**TO DO**
Look through the material below and report every line that includes "plate".

**SOURCE INFORMATION**
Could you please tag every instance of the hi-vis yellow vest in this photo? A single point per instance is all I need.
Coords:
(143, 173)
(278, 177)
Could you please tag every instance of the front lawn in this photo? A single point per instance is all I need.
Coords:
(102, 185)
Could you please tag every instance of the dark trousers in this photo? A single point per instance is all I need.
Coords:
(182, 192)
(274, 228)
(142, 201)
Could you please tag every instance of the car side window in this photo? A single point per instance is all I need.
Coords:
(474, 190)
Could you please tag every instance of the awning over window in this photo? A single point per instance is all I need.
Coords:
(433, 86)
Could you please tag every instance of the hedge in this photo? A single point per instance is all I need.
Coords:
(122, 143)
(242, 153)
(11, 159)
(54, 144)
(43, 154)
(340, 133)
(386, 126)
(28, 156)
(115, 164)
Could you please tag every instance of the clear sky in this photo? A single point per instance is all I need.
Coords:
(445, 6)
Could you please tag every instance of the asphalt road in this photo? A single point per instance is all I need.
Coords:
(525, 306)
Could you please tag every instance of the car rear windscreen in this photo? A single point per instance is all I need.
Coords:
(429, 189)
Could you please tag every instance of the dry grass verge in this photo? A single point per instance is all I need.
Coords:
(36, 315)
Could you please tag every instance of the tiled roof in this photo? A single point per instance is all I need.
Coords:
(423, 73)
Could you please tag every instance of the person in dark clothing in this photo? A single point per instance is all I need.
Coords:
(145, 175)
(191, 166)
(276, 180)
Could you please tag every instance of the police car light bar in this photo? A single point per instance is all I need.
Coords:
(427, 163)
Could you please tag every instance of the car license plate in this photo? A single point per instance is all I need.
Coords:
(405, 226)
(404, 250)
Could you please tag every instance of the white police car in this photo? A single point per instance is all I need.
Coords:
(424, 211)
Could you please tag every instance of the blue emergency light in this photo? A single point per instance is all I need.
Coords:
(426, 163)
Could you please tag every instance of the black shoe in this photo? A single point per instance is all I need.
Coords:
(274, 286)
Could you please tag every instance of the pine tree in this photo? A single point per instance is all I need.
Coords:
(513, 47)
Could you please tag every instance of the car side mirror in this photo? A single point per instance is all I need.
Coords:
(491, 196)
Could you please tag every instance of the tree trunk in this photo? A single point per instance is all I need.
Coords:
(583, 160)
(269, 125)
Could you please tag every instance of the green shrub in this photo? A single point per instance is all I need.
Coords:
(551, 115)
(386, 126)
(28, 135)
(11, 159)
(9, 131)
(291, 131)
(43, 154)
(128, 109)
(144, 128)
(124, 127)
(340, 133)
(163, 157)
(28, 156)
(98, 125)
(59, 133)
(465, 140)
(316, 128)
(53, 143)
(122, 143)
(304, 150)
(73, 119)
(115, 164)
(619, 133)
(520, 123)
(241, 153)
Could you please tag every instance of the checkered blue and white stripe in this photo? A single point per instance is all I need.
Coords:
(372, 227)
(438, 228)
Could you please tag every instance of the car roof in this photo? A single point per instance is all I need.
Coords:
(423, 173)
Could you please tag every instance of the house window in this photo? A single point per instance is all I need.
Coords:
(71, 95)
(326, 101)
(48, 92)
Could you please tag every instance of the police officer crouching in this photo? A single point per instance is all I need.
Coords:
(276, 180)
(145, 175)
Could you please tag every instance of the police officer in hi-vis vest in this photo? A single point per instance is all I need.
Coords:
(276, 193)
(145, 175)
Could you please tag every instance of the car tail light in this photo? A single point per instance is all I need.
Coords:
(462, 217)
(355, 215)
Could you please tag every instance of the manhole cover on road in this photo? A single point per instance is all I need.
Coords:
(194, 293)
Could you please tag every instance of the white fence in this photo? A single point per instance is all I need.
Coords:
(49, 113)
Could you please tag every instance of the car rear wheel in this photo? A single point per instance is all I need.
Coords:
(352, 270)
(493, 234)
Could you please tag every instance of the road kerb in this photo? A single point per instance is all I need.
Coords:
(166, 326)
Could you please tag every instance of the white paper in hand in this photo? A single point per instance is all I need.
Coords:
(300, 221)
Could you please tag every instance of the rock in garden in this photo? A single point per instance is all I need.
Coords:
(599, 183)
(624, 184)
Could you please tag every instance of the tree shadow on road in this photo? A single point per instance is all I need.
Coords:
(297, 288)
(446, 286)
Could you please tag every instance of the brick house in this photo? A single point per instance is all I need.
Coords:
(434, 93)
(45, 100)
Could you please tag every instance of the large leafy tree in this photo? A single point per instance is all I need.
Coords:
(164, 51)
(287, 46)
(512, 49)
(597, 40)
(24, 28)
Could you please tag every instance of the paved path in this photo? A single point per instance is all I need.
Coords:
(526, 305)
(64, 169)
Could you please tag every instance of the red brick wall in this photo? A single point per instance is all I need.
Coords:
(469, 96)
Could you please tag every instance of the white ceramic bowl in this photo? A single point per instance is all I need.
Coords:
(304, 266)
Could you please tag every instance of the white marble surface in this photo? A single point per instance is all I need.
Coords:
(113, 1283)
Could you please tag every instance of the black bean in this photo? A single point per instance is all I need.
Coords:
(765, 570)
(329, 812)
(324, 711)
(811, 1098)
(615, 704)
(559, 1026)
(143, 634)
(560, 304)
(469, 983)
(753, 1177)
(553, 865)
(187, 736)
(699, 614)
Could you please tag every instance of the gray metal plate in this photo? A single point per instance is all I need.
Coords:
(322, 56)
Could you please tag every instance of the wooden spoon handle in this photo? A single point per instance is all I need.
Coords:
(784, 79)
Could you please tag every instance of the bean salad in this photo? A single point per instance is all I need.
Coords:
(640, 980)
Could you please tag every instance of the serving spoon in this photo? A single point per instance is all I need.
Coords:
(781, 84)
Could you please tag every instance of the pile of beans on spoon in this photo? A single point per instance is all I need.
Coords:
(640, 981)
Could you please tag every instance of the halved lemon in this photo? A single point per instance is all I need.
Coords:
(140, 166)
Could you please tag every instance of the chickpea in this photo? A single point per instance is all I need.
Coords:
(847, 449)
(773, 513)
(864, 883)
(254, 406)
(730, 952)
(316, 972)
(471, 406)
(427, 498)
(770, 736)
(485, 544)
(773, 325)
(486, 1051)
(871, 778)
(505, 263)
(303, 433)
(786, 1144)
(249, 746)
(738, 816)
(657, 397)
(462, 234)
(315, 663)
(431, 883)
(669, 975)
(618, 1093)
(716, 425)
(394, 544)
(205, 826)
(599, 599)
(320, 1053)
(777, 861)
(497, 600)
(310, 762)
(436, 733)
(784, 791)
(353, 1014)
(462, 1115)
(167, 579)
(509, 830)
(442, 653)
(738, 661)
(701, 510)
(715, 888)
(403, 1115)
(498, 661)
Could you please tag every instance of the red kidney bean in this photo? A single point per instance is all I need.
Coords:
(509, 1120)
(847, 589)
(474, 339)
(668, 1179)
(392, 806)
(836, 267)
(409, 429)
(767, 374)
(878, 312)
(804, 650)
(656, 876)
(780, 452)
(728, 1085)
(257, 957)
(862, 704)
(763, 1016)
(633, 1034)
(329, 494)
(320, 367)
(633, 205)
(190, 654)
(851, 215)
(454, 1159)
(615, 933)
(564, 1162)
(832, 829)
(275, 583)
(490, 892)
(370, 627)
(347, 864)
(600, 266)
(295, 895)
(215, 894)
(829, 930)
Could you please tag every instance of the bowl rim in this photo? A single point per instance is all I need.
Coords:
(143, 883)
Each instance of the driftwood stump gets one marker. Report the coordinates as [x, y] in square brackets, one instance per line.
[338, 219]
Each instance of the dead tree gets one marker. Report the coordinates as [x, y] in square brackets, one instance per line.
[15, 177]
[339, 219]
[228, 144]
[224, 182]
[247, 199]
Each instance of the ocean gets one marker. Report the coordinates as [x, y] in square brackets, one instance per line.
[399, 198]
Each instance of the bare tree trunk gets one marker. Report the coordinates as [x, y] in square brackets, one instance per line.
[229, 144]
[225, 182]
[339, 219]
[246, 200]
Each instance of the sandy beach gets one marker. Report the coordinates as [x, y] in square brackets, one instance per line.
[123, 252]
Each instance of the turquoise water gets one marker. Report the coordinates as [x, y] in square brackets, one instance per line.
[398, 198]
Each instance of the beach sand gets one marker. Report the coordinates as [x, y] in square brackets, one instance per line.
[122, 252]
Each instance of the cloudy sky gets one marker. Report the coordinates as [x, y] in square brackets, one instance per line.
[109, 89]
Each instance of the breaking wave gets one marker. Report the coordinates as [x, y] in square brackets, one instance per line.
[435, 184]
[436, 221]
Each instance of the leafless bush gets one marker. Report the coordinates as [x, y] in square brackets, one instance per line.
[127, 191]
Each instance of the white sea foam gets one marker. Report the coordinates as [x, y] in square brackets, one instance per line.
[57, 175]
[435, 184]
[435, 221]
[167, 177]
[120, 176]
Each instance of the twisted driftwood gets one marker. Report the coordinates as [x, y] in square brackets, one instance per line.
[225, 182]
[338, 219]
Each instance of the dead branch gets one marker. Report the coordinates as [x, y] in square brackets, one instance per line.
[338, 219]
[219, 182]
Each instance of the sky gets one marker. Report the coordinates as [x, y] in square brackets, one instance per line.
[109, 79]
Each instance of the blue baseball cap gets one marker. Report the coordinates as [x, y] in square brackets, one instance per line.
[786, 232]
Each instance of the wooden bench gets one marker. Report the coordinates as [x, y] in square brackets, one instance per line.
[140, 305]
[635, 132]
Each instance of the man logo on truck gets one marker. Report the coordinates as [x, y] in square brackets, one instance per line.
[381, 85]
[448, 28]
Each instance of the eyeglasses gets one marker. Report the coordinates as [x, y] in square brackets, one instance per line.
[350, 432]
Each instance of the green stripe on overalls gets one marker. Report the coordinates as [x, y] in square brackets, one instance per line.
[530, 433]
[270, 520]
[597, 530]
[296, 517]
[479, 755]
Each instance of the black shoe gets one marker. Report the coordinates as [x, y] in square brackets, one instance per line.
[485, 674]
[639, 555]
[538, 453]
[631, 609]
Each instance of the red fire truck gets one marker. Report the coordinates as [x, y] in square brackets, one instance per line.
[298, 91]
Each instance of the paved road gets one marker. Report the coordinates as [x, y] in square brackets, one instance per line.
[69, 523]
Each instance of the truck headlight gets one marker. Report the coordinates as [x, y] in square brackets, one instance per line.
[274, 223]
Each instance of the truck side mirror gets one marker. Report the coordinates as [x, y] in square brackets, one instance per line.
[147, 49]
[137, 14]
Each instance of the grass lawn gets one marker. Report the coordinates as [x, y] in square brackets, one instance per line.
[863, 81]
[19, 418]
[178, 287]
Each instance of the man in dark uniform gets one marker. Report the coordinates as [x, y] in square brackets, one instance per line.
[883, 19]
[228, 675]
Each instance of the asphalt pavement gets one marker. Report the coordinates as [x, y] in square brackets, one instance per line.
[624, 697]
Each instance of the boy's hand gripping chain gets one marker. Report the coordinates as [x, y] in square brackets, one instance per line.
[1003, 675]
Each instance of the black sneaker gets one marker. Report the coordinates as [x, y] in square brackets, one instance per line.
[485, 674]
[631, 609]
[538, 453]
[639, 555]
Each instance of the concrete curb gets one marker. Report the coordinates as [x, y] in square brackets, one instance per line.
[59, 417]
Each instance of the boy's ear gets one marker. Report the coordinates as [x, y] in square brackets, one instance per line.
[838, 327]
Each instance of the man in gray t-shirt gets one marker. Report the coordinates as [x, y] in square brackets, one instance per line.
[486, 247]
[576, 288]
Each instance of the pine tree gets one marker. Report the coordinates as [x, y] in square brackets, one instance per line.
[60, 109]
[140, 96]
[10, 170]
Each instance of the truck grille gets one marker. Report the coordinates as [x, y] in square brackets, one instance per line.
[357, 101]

**WRITTEN SOLUTION**
Could you please tag every instance of the car license plate in this photo? A single point per instance is all I need.
Could you please tag every instance of the gray metal plate in this photo? A single point per instance is all I need.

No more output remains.